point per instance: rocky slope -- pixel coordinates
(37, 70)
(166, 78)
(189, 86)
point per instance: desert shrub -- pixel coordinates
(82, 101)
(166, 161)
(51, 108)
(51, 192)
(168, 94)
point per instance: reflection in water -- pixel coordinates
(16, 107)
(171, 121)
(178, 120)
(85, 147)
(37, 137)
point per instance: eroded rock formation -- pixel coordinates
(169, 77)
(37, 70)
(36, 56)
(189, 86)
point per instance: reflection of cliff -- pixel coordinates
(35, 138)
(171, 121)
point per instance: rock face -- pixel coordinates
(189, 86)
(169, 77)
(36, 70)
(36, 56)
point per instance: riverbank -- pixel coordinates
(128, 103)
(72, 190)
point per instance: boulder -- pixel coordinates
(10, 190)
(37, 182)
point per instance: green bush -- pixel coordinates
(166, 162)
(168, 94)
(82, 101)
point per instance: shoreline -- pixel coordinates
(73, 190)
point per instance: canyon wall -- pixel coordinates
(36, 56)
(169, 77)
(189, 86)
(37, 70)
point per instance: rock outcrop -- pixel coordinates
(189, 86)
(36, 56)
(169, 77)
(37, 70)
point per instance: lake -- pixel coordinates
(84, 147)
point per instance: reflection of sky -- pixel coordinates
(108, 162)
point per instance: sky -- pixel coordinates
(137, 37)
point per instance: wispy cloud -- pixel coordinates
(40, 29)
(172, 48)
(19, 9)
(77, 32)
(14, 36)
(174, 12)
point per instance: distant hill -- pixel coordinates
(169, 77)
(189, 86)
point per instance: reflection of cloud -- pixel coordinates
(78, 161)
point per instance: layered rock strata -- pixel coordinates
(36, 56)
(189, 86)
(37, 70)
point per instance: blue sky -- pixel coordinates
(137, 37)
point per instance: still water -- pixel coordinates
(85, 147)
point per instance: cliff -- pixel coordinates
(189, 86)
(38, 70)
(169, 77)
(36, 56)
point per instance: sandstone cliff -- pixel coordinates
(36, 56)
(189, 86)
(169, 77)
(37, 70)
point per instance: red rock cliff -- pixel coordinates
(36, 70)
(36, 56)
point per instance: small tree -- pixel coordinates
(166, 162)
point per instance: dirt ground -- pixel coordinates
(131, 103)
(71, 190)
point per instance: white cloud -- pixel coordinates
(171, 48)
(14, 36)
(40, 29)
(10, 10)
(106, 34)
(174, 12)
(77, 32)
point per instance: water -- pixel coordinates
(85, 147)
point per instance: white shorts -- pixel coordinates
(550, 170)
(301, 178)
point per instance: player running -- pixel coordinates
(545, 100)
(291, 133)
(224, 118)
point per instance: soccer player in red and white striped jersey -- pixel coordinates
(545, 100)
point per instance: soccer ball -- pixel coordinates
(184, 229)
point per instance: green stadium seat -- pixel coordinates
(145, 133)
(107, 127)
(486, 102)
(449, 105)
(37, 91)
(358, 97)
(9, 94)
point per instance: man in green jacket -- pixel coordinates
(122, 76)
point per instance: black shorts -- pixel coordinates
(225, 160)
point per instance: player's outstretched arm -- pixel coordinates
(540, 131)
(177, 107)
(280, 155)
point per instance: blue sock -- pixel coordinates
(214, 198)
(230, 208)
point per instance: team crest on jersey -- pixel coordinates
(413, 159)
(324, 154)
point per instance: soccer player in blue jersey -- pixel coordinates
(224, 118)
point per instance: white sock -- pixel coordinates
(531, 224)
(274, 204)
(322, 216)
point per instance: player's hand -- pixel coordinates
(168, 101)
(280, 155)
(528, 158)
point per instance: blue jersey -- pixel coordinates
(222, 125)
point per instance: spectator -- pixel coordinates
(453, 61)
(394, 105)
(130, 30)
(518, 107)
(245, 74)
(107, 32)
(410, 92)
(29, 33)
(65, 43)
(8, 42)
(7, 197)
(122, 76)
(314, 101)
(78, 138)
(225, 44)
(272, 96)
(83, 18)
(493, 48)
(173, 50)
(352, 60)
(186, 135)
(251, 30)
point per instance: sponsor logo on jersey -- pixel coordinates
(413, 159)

________________________

Challenge. Nothing in the data may differ; print all of it exactly as written.

Exercise solution.
point per instance: rocky slope -- pixel coordinates
(37, 70)
(166, 78)
(189, 86)
point per instance: desert shrub -- pixel coordinates
(82, 101)
(166, 161)
(51, 108)
(51, 192)
(168, 94)
point per instance: reflection in water -- pixel coordinates
(16, 107)
(171, 121)
(178, 120)
(85, 147)
(37, 137)
point per instance: eroded rock formation -- pixel coordinates
(169, 77)
(37, 70)
(36, 56)
(189, 86)
point per instance: reflection of cliff -- pixel coordinates
(35, 138)
(171, 121)
point per instance: rock face -- pixel coordinates
(189, 86)
(169, 77)
(36, 70)
(36, 56)
point per instance: riverbank -- pixel coordinates
(128, 103)
(72, 190)
point per instance: boulder -- pixel coordinates
(10, 190)
(37, 182)
point per instance: green bush -- pixel coordinates
(166, 162)
(168, 94)
(82, 101)
point per instance: shoreline -- pixel coordinates
(73, 190)
point per instance: canyon wall -- pixel coordinates
(36, 56)
(169, 77)
(189, 86)
(37, 70)
point per instance: rock outcrop -- pixel coordinates
(189, 86)
(36, 56)
(169, 77)
(37, 70)
point per instance: lake -- pixel coordinates
(84, 147)
point per instance: reflection of sky -- pixel coordinates
(108, 162)
point per instance: sky -- pixel coordinates
(137, 37)
point per instance: wispy cloud -- pixel coordinates
(40, 29)
(172, 48)
(19, 9)
(77, 32)
(14, 36)
(174, 12)
point per instance: distant hill -- pixel coordinates
(169, 77)
(189, 86)
point per instance: reflection of cloud -- pixel coordinates
(78, 161)
point per instance: layered rock strata -- pixel coordinates
(36, 56)
(189, 86)
(37, 70)
point per instance: blue sky -- pixel coordinates
(137, 37)
point per instance: still water -- pixel coordinates
(85, 147)
point per instance: cliff -- pixel coordinates
(189, 86)
(38, 70)
(169, 77)
(36, 56)
point per instance: sandstone cliff -- pixel coordinates
(36, 56)
(189, 86)
(169, 77)
(37, 70)
point per instance: red rock cliff -- pixel coordinates
(36, 70)
(36, 56)
point per instance: small tree -- pixel coordinates
(166, 162)
point per instance: dirt ground -- pixel coordinates
(131, 103)
(71, 190)
point per instance: white cloud -- pixel coordinates
(171, 48)
(14, 36)
(40, 29)
(10, 10)
(106, 34)
(174, 12)
(77, 32)
point per instance: water -- pixel coordinates
(85, 147)
point per instance: white shorts -- pixel coordinates
(550, 170)
(301, 178)
point per instance: player running -- pixel coordinates
(545, 100)
(291, 133)
(224, 118)
point per instance: soccer player in red and white striped jersey -- pixel coordinates
(545, 100)
point per instance: soccer ball -- pixel coordinates
(184, 229)
point per instance: green stadium seat -- pixel coordinates
(145, 133)
(107, 127)
(486, 102)
(449, 105)
(37, 91)
(358, 97)
(9, 94)
point per instance: man in green jacket -- pixel coordinates
(122, 76)
point per instance: black shorts -- pixel coordinates
(225, 160)
point per instance: player's outstretched arm -- pixel coordinates
(540, 131)
(177, 107)
(280, 155)
point per instance: blue sock -- pixel coordinates
(214, 198)
(230, 208)
point per instance: team crest on jersey -- pixel coordinates
(413, 159)
(324, 154)
point per instance: soccer player in blue jersey -- pixel coordinates
(224, 118)
point per instance: white sock -- pixel coordinates
(531, 224)
(274, 204)
(322, 216)
point per instance: player's hand -- pixel coordinates
(168, 101)
(280, 155)
(528, 158)
point per instance: blue jersey -- pixel coordinates
(222, 125)
point per instance: spectator -- pixel coordinates
(453, 61)
(394, 105)
(130, 30)
(518, 107)
(245, 74)
(107, 32)
(410, 92)
(29, 33)
(65, 43)
(8, 42)
(7, 197)
(122, 76)
(314, 101)
(78, 138)
(225, 44)
(272, 96)
(83, 18)
(493, 48)
(173, 50)
(352, 60)
(186, 135)
(251, 30)
point per instance: sponsor logo on jersey -- pixel coordinates
(413, 159)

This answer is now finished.